→ Input material:
-----

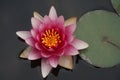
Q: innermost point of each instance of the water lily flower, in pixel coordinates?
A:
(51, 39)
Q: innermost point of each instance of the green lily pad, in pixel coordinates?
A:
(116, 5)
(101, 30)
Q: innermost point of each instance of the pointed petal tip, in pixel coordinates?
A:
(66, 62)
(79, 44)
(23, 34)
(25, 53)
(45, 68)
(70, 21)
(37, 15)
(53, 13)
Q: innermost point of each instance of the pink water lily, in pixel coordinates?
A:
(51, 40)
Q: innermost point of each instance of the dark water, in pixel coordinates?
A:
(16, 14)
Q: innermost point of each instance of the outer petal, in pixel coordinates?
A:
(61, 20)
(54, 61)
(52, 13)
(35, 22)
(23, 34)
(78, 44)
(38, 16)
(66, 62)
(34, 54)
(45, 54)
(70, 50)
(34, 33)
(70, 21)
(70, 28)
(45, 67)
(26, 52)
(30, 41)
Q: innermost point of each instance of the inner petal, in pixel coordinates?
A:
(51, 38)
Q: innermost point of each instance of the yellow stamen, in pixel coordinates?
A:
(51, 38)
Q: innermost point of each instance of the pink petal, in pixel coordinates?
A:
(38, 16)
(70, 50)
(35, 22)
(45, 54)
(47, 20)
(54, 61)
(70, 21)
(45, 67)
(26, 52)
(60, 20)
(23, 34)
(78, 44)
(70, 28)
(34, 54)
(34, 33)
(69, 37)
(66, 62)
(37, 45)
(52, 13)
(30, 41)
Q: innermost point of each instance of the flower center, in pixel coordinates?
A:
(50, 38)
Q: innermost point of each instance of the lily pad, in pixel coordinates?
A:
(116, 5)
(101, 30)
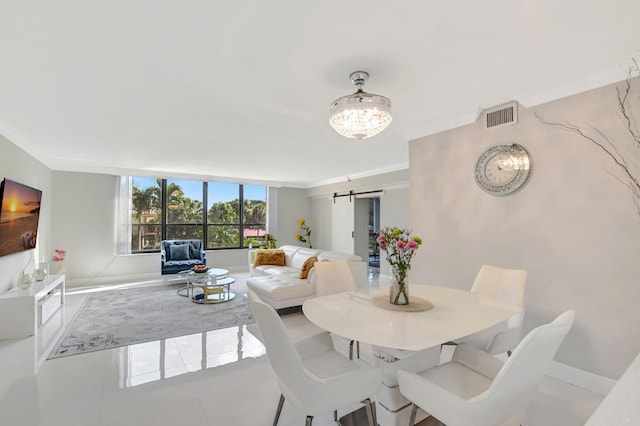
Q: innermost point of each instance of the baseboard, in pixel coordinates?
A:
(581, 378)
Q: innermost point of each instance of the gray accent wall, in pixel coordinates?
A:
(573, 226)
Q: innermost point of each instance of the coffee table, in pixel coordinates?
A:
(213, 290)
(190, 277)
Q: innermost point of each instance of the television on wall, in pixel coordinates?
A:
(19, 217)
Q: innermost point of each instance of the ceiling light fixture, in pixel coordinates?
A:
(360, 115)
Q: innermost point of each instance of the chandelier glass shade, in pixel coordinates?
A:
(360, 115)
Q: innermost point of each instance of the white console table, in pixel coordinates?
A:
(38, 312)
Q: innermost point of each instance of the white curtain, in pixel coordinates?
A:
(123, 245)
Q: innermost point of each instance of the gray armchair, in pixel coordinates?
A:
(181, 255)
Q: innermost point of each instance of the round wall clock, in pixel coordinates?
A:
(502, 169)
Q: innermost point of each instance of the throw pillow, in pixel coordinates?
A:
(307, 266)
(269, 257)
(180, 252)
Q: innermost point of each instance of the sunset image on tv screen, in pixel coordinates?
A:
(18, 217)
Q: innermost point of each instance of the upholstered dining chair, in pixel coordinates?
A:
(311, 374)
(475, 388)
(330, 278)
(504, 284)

-----

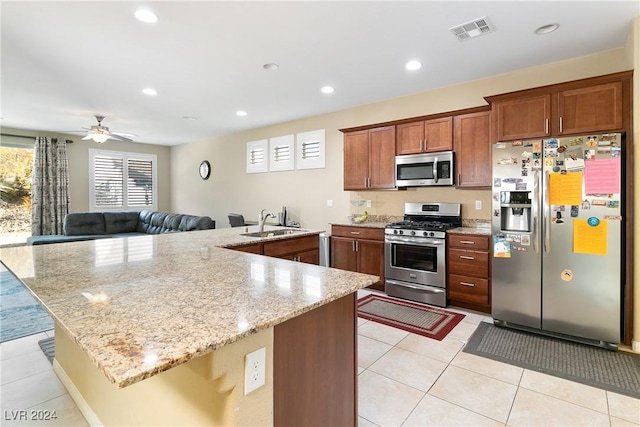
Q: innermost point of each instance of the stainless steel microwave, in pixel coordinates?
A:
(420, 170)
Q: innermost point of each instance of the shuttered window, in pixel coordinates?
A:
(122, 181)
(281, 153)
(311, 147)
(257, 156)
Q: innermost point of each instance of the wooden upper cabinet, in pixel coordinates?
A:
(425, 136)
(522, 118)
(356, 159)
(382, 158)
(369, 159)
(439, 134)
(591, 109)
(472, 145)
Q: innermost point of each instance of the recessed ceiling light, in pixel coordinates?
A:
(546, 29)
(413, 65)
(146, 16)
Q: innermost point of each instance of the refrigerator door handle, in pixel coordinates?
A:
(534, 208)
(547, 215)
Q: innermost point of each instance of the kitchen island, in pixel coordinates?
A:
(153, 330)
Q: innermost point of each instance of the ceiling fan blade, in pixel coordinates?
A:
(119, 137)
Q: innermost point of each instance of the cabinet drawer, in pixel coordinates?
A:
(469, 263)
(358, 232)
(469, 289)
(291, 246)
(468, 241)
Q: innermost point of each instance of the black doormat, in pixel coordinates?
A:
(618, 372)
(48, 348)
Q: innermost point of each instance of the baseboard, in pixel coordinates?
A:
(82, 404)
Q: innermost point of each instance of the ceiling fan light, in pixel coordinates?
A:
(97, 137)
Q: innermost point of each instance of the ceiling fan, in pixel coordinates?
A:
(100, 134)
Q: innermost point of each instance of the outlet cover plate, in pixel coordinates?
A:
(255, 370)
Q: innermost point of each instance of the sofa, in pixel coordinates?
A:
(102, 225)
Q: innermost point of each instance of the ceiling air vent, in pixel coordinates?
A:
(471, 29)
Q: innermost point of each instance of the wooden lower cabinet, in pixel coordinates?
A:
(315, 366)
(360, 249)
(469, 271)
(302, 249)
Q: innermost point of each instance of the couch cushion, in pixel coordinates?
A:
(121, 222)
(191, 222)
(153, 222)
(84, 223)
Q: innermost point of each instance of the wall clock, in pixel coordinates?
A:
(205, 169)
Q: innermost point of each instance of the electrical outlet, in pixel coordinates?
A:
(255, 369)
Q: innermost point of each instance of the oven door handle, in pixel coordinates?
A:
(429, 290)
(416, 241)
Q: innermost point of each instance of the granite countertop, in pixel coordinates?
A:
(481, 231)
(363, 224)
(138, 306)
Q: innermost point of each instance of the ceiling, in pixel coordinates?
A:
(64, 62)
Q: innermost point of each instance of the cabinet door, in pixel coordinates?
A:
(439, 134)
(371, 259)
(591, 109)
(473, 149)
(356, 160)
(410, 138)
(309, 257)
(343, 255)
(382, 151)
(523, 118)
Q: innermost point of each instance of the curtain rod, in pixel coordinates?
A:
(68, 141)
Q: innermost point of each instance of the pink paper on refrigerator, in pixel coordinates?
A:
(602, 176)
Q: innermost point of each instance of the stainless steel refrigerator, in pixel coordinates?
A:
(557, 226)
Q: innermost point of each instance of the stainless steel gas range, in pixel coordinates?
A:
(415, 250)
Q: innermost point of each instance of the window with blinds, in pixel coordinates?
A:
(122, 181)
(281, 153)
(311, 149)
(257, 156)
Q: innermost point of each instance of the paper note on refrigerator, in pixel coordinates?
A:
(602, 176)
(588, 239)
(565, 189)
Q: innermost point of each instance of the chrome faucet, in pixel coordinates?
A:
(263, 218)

-----

Select every line above that contains the word "ceiling", and copy it.

Q: innermost point of each instance of the ceiling light fixture, in pixel coordinates?
Q: innermost point of each instance of the recessed ceiling light, in pixel coordinates?
Q: innermost point of each instance of the ceiling fan blade, in pixel coordinates?
Q: innermost point of each instance of the ceiling fan light, in pixel coordinates?
Q: innermost point of each instance of the ceiling fan, in pixel coordinates?
Q: innermost point of each instance of the ceiling air vent, in pixel coordinates?
Q: innermost point of each instance of the ceiling, in pixel coordinates?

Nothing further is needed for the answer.